## BEGIN Supplied material
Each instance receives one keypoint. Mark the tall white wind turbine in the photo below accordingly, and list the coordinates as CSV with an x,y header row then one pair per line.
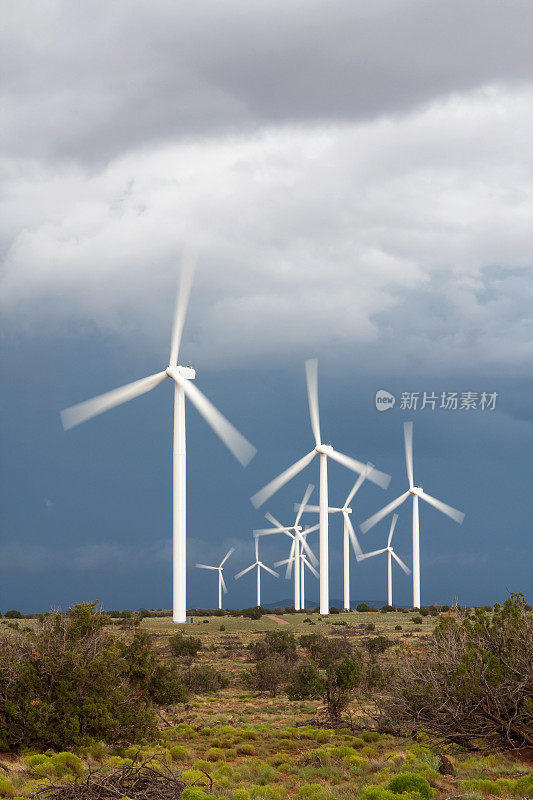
x,y
390,555
348,532
221,583
416,493
324,452
299,559
259,565
183,387
299,544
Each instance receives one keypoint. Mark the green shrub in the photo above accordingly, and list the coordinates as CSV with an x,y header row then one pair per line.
x,y
194,793
305,683
280,643
202,679
410,783
379,793
159,681
178,753
68,682
6,787
246,749
313,791
186,647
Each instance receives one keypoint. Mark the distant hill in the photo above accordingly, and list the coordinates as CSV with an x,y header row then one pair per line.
x,y
334,602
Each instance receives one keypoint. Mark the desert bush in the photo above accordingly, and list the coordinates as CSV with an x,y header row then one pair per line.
x,y
6,787
279,643
185,647
305,682
159,681
473,684
67,683
325,651
410,782
268,675
204,678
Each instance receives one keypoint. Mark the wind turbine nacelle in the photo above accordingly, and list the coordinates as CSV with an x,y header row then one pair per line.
x,y
186,372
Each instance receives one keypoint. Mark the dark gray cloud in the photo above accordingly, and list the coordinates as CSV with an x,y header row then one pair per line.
x,y
87,81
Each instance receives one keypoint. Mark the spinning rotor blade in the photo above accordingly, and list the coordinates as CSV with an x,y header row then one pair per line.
x,y
353,538
234,441
97,405
375,518
408,439
230,551
311,373
264,566
458,516
188,264
400,562
393,525
357,485
373,553
305,498
243,572
274,521
310,566
374,475
268,531
267,491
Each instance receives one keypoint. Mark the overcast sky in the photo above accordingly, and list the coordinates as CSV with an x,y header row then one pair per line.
x,y
358,180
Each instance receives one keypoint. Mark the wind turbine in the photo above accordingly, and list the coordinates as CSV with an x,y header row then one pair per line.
x,y
183,386
416,493
299,559
294,532
324,452
390,555
260,566
349,533
221,583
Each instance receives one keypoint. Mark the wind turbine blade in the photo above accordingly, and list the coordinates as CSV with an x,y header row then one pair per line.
x,y
408,439
351,533
373,553
305,498
243,572
267,491
311,372
274,521
393,525
308,550
188,264
375,518
310,566
264,566
373,475
97,405
312,529
400,562
268,531
357,485
230,551
234,441
458,516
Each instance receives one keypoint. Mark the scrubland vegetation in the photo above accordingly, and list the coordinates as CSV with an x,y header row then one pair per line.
x,y
369,705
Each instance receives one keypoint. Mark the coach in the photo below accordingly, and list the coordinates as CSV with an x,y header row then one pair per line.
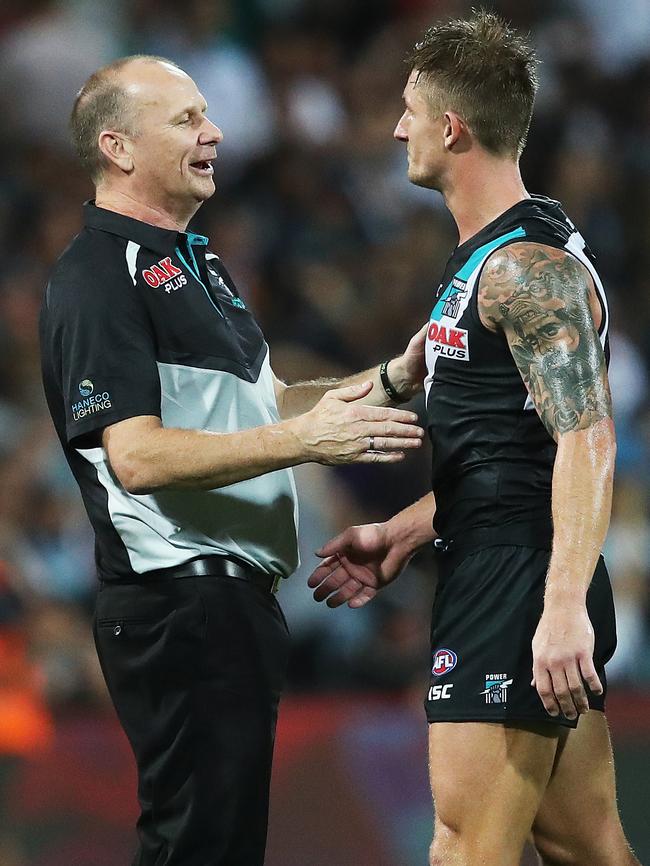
x,y
159,384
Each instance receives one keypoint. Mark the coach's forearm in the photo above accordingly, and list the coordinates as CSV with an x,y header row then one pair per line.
x,y
302,396
412,527
151,458
582,498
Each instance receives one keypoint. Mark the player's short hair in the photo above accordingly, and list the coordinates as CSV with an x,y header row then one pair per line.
x,y
102,103
483,70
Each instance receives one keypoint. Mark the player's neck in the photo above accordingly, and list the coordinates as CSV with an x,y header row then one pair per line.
x,y
482,193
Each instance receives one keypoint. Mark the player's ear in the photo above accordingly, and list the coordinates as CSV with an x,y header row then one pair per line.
x,y
454,129
117,148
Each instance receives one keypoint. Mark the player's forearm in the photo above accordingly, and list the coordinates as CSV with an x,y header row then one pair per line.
x,y
302,396
412,528
170,458
582,496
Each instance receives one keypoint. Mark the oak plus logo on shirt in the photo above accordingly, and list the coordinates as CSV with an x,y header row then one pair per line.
x,y
164,273
444,338
91,403
449,341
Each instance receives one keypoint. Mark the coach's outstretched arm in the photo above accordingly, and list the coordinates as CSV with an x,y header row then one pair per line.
x,y
544,301
363,559
403,376
145,456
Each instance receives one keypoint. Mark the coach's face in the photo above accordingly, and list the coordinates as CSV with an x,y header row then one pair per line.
x,y
422,133
171,154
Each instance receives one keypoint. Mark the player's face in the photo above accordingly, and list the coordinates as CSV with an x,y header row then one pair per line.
x,y
176,143
422,134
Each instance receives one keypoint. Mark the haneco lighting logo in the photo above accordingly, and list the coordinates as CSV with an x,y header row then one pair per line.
x,y
91,403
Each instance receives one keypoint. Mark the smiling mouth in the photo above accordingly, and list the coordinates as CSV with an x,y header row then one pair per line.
x,y
202,166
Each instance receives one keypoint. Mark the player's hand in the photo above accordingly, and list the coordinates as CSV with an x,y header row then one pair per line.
x,y
341,429
356,565
563,649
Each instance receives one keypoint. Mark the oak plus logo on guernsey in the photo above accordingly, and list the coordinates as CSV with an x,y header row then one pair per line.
x,y
448,341
164,273
91,403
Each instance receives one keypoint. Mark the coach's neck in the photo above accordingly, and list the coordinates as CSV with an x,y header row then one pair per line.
x,y
165,216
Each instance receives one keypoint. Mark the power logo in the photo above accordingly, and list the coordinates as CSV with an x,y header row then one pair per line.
x,y
448,341
166,274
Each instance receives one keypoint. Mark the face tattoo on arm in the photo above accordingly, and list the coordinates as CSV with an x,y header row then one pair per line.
x,y
540,297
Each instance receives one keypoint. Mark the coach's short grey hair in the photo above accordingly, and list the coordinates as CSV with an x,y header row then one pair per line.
x,y
102,103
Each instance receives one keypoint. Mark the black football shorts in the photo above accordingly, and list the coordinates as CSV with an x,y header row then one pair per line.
x,y
484,617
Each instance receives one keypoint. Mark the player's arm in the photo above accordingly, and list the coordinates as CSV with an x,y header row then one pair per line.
x,y
363,559
543,301
405,373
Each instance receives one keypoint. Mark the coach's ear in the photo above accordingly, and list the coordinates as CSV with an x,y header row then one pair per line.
x,y
455,132
116,148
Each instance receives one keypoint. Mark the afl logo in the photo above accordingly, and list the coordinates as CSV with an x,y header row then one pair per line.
x,y
444,661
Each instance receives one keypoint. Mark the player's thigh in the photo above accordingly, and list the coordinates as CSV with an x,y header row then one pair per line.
x,y
488,781
578,822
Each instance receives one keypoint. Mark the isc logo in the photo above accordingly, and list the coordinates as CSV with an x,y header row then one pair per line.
x,y
440,692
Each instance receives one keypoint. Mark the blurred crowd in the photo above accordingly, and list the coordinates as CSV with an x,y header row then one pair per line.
x,y
337,255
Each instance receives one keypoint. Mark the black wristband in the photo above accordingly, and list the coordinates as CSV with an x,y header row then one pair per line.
x,y
387,385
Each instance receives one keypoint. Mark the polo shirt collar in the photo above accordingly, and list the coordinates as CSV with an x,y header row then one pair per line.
x,y
148,236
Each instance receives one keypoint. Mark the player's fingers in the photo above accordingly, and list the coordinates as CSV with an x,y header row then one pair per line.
x,y
349,589
590,676
352,392
321,571
363,597
386,443
331,584
397,418
563,692
544,686
379,457
577,689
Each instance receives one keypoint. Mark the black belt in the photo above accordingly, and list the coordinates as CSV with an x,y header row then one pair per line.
x,y
215,566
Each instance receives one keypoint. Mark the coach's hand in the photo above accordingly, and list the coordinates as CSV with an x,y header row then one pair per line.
x,y
356,565
340,429
563,649
407,371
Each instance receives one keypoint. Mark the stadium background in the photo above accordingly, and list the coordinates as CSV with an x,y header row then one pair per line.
x,y
338,256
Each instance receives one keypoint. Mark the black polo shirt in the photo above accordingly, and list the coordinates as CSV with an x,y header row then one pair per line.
x,y
139,320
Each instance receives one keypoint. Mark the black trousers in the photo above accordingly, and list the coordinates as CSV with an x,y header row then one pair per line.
x,y
195,667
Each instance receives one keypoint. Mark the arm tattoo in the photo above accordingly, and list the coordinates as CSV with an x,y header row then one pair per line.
x,y
539,296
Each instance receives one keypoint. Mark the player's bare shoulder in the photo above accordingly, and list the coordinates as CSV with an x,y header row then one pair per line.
x,y
540,297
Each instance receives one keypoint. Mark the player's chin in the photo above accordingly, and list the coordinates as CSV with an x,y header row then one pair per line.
x,y
421,178
203,188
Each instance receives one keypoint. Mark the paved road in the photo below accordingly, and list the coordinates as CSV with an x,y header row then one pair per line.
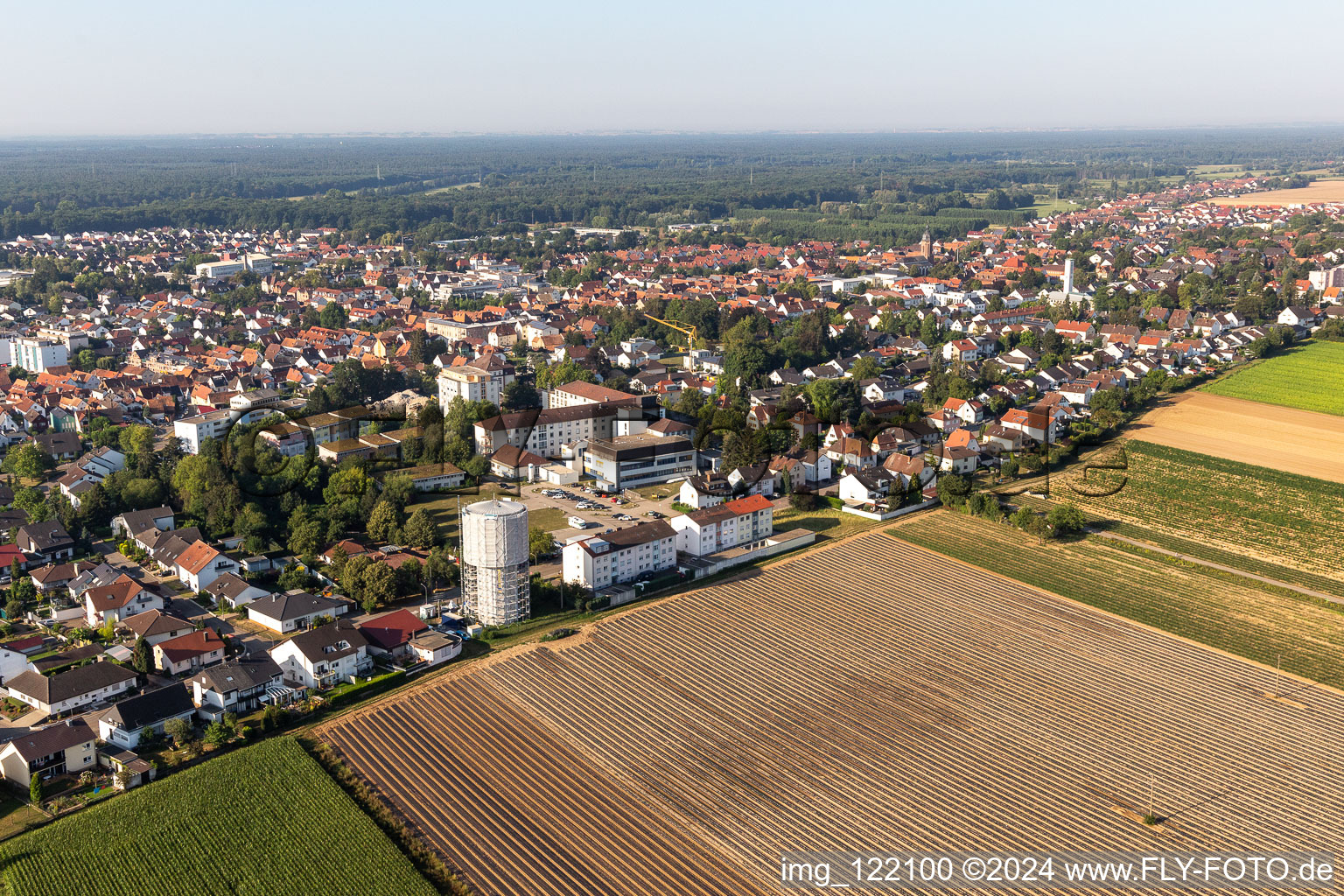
## END Supplied material
■ **Problem requirements**
From the line containing "Each instance receives one keypoint. Mark the arm" to the end of the data above, give those lines again verbatim, with both endpoints included and no images.

■ **Result for this exercise**
Each instance receives one keypoint. Mark the arm tattoo in the photo above accordingly, and list the coordinates as CSV with an x,y header row then one pair per line.
x,y
539,296
Each instance receives one keypoint. Mark the player's bare shoulder in the photo above accordingly, and list the coordinates as CSV with an x,y header row then one pair per line.
x,y
540,297
Each instance receives one keypoint. Mark the player's chin in the photo above accordingly, and list the coordinates as CSV with an x,y header row then one pair per line.
x,y
421,178
203,188
Each instance receives one keypoint. Mark the paved road in the photo below accordingly, and list the coordinates as CSV with an x,y header row then one pair per line.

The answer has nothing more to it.